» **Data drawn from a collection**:
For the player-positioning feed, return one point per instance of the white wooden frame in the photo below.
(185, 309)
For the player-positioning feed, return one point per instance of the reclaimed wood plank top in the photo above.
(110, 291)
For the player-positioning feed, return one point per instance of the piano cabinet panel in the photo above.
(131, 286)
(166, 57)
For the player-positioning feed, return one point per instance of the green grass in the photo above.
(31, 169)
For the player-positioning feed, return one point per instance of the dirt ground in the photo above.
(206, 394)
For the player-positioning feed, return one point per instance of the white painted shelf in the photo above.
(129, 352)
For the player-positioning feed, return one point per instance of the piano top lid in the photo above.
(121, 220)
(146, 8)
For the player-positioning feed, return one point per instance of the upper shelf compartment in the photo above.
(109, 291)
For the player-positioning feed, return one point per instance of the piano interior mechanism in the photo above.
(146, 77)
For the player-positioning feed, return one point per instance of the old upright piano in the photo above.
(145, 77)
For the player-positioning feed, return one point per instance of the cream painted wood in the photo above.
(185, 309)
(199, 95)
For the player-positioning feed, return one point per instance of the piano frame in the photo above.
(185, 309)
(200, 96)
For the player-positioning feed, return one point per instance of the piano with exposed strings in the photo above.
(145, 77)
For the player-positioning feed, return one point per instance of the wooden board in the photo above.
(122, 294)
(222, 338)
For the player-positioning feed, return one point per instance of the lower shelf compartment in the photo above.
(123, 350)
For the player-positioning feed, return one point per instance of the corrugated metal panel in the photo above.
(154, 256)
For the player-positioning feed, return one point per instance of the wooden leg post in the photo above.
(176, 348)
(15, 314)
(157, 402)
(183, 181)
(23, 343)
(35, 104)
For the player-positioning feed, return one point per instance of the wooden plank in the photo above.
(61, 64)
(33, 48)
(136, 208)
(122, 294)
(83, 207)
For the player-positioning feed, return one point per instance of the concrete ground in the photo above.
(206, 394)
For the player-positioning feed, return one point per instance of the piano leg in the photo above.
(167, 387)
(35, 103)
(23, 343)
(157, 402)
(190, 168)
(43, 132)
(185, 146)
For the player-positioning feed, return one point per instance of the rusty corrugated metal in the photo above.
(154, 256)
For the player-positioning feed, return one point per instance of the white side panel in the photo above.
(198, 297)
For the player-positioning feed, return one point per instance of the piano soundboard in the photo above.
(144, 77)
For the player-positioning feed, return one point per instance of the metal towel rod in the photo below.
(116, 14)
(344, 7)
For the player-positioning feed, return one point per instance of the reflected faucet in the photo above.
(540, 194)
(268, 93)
...
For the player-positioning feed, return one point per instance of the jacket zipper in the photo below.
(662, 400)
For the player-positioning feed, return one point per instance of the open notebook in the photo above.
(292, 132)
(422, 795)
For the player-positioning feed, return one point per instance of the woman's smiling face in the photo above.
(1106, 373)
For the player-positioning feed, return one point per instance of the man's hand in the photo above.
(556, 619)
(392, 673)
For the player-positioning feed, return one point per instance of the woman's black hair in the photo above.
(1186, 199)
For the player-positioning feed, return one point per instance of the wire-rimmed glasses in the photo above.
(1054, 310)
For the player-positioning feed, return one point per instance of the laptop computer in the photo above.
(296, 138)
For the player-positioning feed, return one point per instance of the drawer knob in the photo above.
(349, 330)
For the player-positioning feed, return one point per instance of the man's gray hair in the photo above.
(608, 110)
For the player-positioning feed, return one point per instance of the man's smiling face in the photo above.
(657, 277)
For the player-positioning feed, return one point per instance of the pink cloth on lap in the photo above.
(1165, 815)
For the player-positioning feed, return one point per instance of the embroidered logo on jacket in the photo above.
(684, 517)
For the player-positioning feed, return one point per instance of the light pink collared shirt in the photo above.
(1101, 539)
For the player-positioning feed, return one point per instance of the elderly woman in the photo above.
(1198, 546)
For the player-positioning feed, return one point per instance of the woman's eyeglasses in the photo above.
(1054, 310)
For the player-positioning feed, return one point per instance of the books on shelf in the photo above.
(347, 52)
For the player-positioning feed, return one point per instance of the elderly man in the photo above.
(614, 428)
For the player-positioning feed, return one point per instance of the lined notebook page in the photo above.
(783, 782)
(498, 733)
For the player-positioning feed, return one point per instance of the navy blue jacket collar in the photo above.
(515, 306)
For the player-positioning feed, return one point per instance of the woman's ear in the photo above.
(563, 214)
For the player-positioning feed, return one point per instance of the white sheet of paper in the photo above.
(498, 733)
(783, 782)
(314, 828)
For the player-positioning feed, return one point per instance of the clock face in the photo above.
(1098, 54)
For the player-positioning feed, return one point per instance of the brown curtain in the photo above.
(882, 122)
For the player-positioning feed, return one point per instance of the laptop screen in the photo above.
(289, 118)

» **TASK REQUIREMENTS**: Report each line of the entries above that contains the string "pink", copying every such line in full. Matching is case-sensitive.

» **REPLY TO THE EXERCISE**:
For the player-positioning feed, return one point per instance of the pink cloth on lap in the photo above.
For the player-positioning feed, return one point per instance of the light pink collared shirt in the photo above.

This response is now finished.